**Your assignment**
Exact reproduction of all the entries is required, without any of their pictures.

**Source data**
________________________
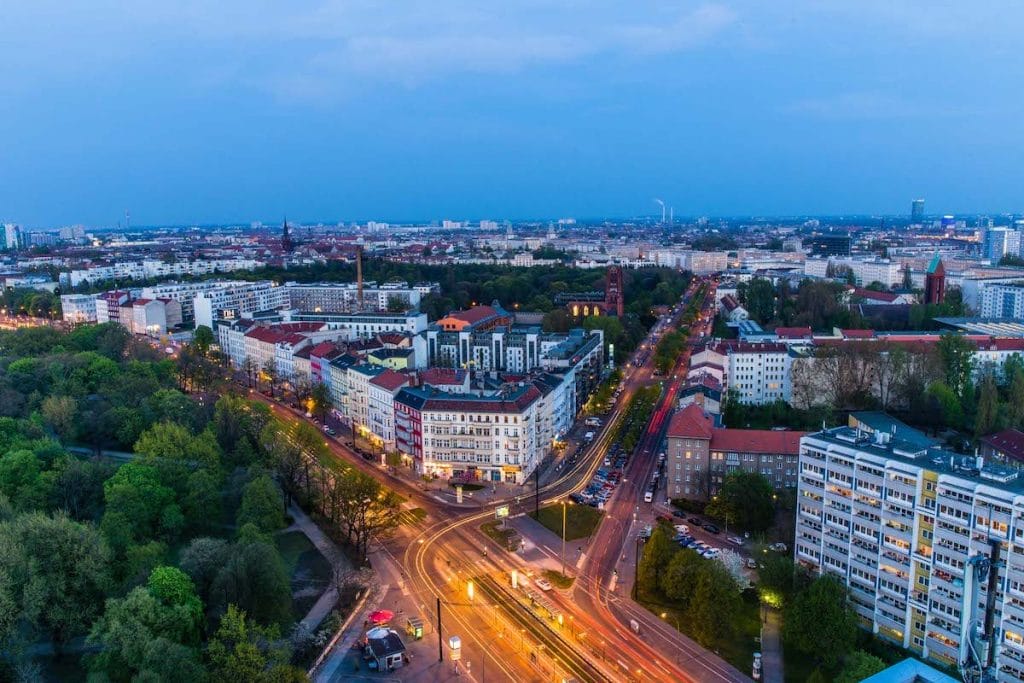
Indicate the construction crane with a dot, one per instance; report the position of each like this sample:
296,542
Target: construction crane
978,641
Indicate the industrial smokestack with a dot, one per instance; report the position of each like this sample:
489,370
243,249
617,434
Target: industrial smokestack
358,275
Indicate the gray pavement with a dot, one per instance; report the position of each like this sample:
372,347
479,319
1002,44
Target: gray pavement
771,648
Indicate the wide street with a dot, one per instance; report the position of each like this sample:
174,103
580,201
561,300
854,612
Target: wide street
583,633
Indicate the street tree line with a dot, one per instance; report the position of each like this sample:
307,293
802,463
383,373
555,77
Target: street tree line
166,562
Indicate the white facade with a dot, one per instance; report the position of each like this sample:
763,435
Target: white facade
237,299
78,308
________________________
**Result**
Indicate the construction crane with a dot, one per instance; report the position of each like this sample:
296,542
Target: construction crane
978,641
Indicate the industrial smokestack with a dot, one per instance; report the position of each like this sample:
489,370
243,249
617,434
Target: industrial smokestack
358,275
Indicate the gray pavement with a dot, one per instance; report the position of each like this sample:
372,347
479,319
1002,44
Target: gray pavement
771,648
Indicate the wide street with a dot, one per instance; report the position of each like this sample:
174,103
580,201
561,300
854,612
Target: wide street
583,633
Indicate the street tree line with a dot, one per instance; report the position of each like this sample:
307,293
802,463
383,373
555,77
Target: street tree line
166,562
Indicate the white facade with a dot, one per instance; report the position of each like this sample:
763,435
Target: white facade
237,299
78,308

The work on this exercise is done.